Start of Material supplied
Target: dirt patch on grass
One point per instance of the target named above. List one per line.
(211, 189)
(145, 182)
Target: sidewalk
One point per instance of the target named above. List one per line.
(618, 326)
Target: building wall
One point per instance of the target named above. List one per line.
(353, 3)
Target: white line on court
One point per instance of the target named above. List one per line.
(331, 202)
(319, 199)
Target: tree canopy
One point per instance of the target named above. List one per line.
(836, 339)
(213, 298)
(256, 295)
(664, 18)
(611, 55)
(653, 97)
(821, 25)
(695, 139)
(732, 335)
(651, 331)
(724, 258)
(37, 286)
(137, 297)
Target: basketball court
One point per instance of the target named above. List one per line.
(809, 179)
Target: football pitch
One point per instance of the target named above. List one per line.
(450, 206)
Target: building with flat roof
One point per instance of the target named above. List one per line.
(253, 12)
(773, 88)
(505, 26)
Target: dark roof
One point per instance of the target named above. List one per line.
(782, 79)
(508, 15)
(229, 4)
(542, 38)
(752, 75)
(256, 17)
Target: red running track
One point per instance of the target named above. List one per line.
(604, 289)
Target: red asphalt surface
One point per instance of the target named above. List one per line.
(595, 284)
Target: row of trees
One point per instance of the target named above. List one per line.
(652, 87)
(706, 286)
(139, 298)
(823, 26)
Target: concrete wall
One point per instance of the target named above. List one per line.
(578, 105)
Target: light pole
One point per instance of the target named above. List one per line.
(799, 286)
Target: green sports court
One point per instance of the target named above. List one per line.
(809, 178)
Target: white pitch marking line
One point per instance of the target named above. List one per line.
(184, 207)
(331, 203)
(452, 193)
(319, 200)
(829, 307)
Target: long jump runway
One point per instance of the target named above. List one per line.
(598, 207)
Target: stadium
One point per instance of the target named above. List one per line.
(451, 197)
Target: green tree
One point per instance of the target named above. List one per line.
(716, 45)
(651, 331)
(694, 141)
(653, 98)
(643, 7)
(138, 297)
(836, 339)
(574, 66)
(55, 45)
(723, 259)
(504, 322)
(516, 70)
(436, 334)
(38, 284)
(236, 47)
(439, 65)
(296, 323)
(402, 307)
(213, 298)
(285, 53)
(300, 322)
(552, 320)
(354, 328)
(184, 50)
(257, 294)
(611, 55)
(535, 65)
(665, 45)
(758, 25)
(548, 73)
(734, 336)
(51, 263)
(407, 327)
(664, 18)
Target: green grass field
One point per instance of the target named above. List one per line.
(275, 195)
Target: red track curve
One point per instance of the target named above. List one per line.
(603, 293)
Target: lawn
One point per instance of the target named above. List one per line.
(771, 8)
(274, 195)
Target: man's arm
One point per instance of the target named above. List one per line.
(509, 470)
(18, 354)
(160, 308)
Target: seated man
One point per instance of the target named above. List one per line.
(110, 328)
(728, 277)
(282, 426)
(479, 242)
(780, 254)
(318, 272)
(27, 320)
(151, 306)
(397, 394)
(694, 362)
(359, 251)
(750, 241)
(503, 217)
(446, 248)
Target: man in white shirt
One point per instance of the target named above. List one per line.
End of Material supplied
Instructions for the task:
Update the part of the entries that opens with the line containing "Target: green grass field" and runs through the end of the entries, replacing "seated man" with "sitting man". Leave every other line as it is.

Solution to the exercise:
Target: green grass field
One point per instance of the target named above. List one per line.
(275, 195)
Target: red track curve
One point per instance of the target named above. List one per line.
(603, 293)
Target: lawn
One point per instance of the target named above. List one per line.
(771, 8)
(274, 195)
Target: man's arm
One point per instance of the target named above. List one per line.
(509, 470)
(18, 354)
(160, 308)
Target: sitting man
One point per instance of the target named above. List one per line.
(110, 328)
(728, 277)
(282, 426)
(479, 242)
(780, 254)
(318, 272)
(27, 320)
(151, 306)
(397, 394)
(694, 362)
(359, 251)
(750, 241)
(503, 217)
(446, 248)
Target: man in white shirt
One point per instance of the target named above. List one per line.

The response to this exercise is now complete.